◆ **Activity**
Every single entry must be reproduced precisely.
====== Task data ======
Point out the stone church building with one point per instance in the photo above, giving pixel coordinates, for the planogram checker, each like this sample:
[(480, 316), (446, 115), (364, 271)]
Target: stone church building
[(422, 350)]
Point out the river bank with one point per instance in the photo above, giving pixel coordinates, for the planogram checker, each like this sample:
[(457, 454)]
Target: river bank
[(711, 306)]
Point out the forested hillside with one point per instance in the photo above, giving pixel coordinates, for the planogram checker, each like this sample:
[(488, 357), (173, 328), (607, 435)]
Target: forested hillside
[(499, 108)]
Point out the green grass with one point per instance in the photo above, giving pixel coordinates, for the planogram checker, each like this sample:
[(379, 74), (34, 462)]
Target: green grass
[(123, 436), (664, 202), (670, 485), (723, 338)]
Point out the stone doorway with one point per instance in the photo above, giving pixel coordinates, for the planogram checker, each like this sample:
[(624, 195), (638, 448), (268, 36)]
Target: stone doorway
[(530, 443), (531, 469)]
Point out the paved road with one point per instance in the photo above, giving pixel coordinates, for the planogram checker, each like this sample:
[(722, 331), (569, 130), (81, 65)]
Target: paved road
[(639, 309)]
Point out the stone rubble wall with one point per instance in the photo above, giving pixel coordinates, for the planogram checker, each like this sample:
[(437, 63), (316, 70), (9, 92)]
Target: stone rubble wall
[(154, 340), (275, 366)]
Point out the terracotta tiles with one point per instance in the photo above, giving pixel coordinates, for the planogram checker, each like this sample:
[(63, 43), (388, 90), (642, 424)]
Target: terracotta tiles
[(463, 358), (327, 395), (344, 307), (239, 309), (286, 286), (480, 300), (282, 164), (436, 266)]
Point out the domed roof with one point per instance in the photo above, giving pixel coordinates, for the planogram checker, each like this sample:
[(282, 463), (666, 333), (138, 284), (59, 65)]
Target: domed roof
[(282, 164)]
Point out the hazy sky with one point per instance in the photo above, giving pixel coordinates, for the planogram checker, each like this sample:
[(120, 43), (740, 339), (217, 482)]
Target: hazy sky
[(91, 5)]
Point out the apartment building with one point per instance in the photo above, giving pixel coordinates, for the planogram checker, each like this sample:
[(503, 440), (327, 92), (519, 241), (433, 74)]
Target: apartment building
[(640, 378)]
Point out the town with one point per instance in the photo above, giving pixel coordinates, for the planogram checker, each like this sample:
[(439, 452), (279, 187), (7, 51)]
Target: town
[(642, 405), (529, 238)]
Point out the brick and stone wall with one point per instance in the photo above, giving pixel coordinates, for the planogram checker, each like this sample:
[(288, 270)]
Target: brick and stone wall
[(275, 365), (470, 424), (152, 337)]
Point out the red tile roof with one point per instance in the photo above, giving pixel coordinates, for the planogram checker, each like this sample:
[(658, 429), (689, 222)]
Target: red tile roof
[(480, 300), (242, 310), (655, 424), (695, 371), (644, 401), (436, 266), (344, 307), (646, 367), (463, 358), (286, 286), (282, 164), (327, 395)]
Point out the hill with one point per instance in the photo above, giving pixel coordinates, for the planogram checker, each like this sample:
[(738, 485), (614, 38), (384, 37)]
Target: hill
======
◆ **Response to this task**
Point out the stone church building with one point per instance in the photo above, giving pixel coordinates, for the planogram checker, each like this sample:
[(480, 316), (446, 115), (364, 271)]
Target: stone church building
[(422, 350)]
Point out the river bank with one point per instance in the photo above, giving pixel coordinates, for the planogram checker, each like this sample:
[(457, 454)]
Target: river bank
[(711, 306)]
Point out the forested hillside with one point per instance in the photo above, giving pixel coordinates, for the planogram checker, each like this sample:
[(488, 357), (173, 328), (607, 435)]
Target: forested hillside
[(499, 108)]
Point out the green grass with one point per instance in the photo above, giving pixel coordinates, for the planogram checker, each like this sample:
[(379, 74), (34, 462)]
Target: green grass
[(123, 436), (664, 202), (670, 485), (723, 338)]
Point out the stone doorway with one point per instance in the photo above, giving pixel coordinates, for the planogram checker, each like this sample:
[(624, 195), (638, 448), (268, 36)]
Target: stone doorway
[(530, 443), (531, 469)]
Point out the paved road with one point per instance in the photo above, giving pixel coordinates, for the planogram checker, each like this sample:
[(722, 331), (569, 130), (81, 65)]
Target: paved road
[(639, 309)]
Point out the stone rubble wall with one point per instance in the photo above, giving pixel coordinates, for the planogram checker, each like this sample:
[(437, 63), (316, 70), (9, 92)]
Target: stone rubble wall
[(154, 340), (275, 366)]
Point out the terracotta tiles with one point per instance in the photo above, giving pixel coordinates, for the planogram checker, each like this sample:
[(63, 43), (388, 90), (642, 424)]
Target: terracotta tiles
[(463, 358), (327, 395), (344, 307), (239, 309), (286, 286), (480, 300), (282, 164), (436, 266)]
Point out the domed roof with one point per instance in the photo above, giving pixel coordinates, for the planogram checker, each like this sample:
[(282, 463), (666, 333), (138, 284), (59, 65)]
Target: domed roof
[(282, 164)]
Point out the hazy sky with one point per instance in the photo above, giving pixel coordinates, for the planogram checker, each like this sample:
[(120, 43), (740, 339), (217, 482)]
Target: hazy sky
[(91, 5)]
Point out the apartment building with one point per instance in the photo above, giving pixel coordinates, for the planogram checker, each like this sample:
[(503, 440), (327, 92), (519, 241), (433, 74)]
Target: apartment building
[(640, 378)]
Point out the town with one point per instance in the photo above, giving pixel coordinates, for the planogram checker, each like this sample:
[(439, 452), (279, 187), (7, 51)]
Target: town
[(642, 405), (529, 238)]
Point out the brick and stone wall with one point per instance in the photo above, giving pixel coordinates, for the planogram checker, each like this sample:
[(288, 270)]
Target: brick and stone wall
[(275, 365), (470, 424), (152, 337)]
Point out the red tile roof with one point per instance in the photo above, giving pixel coordinates, for the planogram checker, each like this sample:
[(658, 429), (689, 222)]
Target: red tile roof
[(480, 300), (242, 310), (655, 424), (695, 371), (644, 401), (436, 266), (344, 307), (646, 367), (463, 358), (286, 286), (282, 164), (327, 395)]
Point out the hill with one point per instance in the photo above, giving pixel coordinates, for the planogram checker, each like this sample:
[(738, 485), (614, 38), (384, 37)]
Target: hill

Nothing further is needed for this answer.